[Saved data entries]
========================================

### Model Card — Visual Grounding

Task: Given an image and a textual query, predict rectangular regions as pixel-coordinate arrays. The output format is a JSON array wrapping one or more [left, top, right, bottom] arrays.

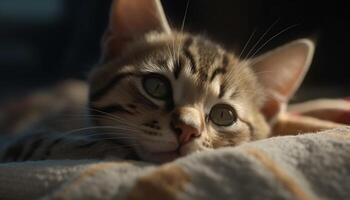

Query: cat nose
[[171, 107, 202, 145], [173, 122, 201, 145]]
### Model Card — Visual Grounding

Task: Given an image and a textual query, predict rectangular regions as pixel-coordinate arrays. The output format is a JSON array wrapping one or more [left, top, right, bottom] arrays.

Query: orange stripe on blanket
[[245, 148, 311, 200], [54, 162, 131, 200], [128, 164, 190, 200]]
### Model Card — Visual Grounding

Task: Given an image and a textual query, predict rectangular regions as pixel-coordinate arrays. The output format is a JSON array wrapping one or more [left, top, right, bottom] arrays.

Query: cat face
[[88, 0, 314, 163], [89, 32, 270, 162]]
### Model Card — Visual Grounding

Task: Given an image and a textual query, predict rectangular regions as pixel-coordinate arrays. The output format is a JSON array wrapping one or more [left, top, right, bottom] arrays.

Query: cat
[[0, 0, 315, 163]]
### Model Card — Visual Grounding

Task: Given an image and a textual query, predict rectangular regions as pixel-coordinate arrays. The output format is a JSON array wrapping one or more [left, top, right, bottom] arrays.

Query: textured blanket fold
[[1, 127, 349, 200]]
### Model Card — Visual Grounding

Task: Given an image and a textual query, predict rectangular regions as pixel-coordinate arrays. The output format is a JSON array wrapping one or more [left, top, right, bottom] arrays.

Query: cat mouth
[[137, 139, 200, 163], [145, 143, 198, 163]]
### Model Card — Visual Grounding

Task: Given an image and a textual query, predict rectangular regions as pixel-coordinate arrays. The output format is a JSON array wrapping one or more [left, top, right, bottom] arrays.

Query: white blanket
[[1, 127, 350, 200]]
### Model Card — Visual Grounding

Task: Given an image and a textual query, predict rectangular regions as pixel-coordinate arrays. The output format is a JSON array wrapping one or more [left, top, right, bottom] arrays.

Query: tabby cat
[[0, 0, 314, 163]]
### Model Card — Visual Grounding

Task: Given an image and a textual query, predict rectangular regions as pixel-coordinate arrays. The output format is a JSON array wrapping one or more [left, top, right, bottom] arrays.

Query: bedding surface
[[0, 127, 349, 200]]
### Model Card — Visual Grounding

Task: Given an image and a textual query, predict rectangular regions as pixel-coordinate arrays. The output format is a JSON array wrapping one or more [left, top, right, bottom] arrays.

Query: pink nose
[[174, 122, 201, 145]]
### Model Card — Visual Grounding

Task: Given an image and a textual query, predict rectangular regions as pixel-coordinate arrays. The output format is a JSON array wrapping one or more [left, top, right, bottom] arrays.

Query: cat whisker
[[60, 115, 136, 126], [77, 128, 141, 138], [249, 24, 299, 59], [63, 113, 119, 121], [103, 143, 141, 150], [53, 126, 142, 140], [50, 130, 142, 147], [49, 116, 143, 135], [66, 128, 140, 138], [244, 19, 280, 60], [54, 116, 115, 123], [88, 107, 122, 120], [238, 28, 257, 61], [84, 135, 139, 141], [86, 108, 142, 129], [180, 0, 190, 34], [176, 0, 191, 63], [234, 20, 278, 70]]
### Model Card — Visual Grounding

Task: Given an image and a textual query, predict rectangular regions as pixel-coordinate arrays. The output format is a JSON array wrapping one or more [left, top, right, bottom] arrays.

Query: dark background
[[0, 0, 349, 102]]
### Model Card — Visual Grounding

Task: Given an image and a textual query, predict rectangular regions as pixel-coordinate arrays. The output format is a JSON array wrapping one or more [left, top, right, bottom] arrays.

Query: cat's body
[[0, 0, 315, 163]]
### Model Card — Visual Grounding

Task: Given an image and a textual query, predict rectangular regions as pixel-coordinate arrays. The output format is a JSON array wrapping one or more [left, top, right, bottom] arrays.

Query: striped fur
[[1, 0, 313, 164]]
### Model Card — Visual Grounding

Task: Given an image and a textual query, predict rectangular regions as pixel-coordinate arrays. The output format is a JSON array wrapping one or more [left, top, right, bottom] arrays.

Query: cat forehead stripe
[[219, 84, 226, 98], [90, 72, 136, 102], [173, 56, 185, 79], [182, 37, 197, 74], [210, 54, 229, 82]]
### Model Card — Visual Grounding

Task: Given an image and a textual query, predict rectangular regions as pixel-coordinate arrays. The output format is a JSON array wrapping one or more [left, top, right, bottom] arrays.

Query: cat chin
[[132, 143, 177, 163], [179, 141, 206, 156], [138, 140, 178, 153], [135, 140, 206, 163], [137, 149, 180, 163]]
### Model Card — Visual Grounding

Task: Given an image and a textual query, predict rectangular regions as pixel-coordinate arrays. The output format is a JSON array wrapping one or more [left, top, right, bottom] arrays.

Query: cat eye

========================================

__Your assignment__:
Your copy of the data should match it exactly, apart from the images, which are omitted.

__Answer section__:
### Model Card — Visual Grounding

Task: Given an image and a textual query, predict rectangular regions as pixel-coordinate arrays. The output format is a JSON array wrapping one or more [left, top, right, bottom] arrays.


Query: cat nose
[[171, 107, 202, 145], [173, 122, 201, 145]]
### Model Card — Visual Grounding

Task: Given an image and a textual query, predict rectangular regions as pixel-coordinate arrays. The output format is a JSON array wrapping one or more [left, top, right, bottom] arrays.

Query: orange stripe on blanket
[[245, 148, 311, 200], [54, 162, 131, 200], [128, 164, 190, 200]]
### Model Card — Visual Grounding

Task: Given an image and a textual query, predict rectangular regions as pixel-coordinate arrays. The output format is a JSON array wrapping one or more [left, top, right, bottom] arrays.

Query: cat face
[[88, 0, 314, 163], [89, 32, 270, 162]]
### Model Card — Visual Grounding

Task: Given an image and a textual query, predict rectangular regions as pixel-coordinate arrays. The output format is a JSON array wrapping one or more [left, top, right, bottom] arrays.

Query: cat
[[0, 0, 315, 163]]
### Model Card — Visual Grounding

Task: Given an image and a textual query, predict rectangular regions as pixel-coordinate arrays. The output format is a JSON array wrapping one or more [left, top, right, bottom] arrays.

Query: textured blanket fold
[[1, 127, 349, 200]]
### Model Card — Visual Grounding

Task: Given an image and a textual query, predict rectangular regions as pixel-coordinate arrays. The output format is a JSON array wrapping one or more [left, top, right, bottom] arrays.

Query: cat mouth
[[137, 139, 200, 163], [145, 143, 198, 163]]
### Model Card — Visual Grounding

Task: Given an image and a textual query, predict rectangular regions as pixel-coordinate arrays. The output format is a JSON array wrapping one or more [left, top, right, bottom] arrays.

Query: white blanket
[[1, 127, 350, 200]]
### Model Card — Visual Grounding

Task: Given an image and a textual query, predict rectangular regions as pixel-coordinate arrays. The output format is a JSON array wrapping one or more [left, top, right, bottom] arrays.

Query: tabby cat
[[0, 0, 314, 163]]
### Model Card — Visual Grounding

Task: Given an image and a textual query, predict rectangular regions as pixel-coordinate arrays. The output format is a JSON array wrapping one or more [left, top, right, bottom] arrays.

Query: bedding surface
[[0, 127, 349, 200]]
### Model Card — Visual Grounding

Task: Given an image and a textual query, predict rectangular regions as pixel-coordinate arrays. The output format is a JSON array wrapping one or more [left, top, right, bottom] arrays.

Query: pink nose
[[174, 122, 201, 145]]
### Model Card — Visual Grounding

Task: Given an image and a textual query, predict rectangular regions as pixel-coordinate arrays. The output format is a JSON array wrapping one or more [left, top, right, bottom] arrays.

Query: cat whisker
[[60, 115, 136, 126], [77, 128, 141, 138], [249, 24, 299, 59], [63, 113, 119, 121], [103, 143, 141, 150], [53, 126, 142, 140], [50, 130, 142, 147], [49, 116, 143, 135], [66, 128, 140, 138], [244, 19, 280, 60], [54, 116, 115, 123], [88, 107, 122, 120], [238, 28, 257, 61], [84, 135, 139, 141], [86, 108, 142, 129], [180, 0, 190, 34], [176, 0, 191, 63], [234, 20, 278, 70]]
### Model Card — Visual Grounding

Task: Given an image and a textual query, predict rectangular regions as pixel-coordinate arrays. The output format is a JSON array wrapping one or more [left, top, right, bottom] arrays.

Query: dark background
[[0, 0, 349, 102]]
### Model Card — Visual Grounding

Task: Given an image and a textual query, predict rectangular regions as pixel-coordinate arrays. The output format is a JSON array wrapping one or more [left, top, right, bottom] arrays.

Query: cat's body
[[0, 0, 315, 163]]
### Model Card — Visual Grounding

Task: Given an image and a textual query, predict rectangular regions as pixel-coordinate arrays. The output format is a JSON array wrapping one or more [left, top, right, bottom] arrays.

Query: striped fur
[[1, 0, 313, 164]]
### Model Card — Visual Grounding

Task: Given an image and a textual query, predict rectangular regions as pixel-coordinate arrays. The output format is a JSON array wrapping one or more [left, top, right, bottom] arrays.

Query: cat forehead stripe
[[219, 84, 226, 98], [90, 72, 136, 102], [173, 56, 185, 79], [182, 37, 197, 74], [210, 54, 229, 82]]
### Model Card — Visual Grounding

Task: Given an image and a textual query, predict rectangular regions as pixel-coordinate arrays. The output format is a JSON array wrapping one or more [left, top, right, bottom] arrays.

Query: cat chin
[[132, 143, 177, 163], [179, 141, 206, 156], [138, 140, 178, 153], [135, 140, 206, 163], [137, 149, 180, 163]]
### Model Card — Visual Grounding

Task: Given an image and a textual query, predict rectangular regions as pixel-coordinate arrays. The output format is a JSON array wrapping one or more [left, top, right, bottom] arrays.

Query: cat eye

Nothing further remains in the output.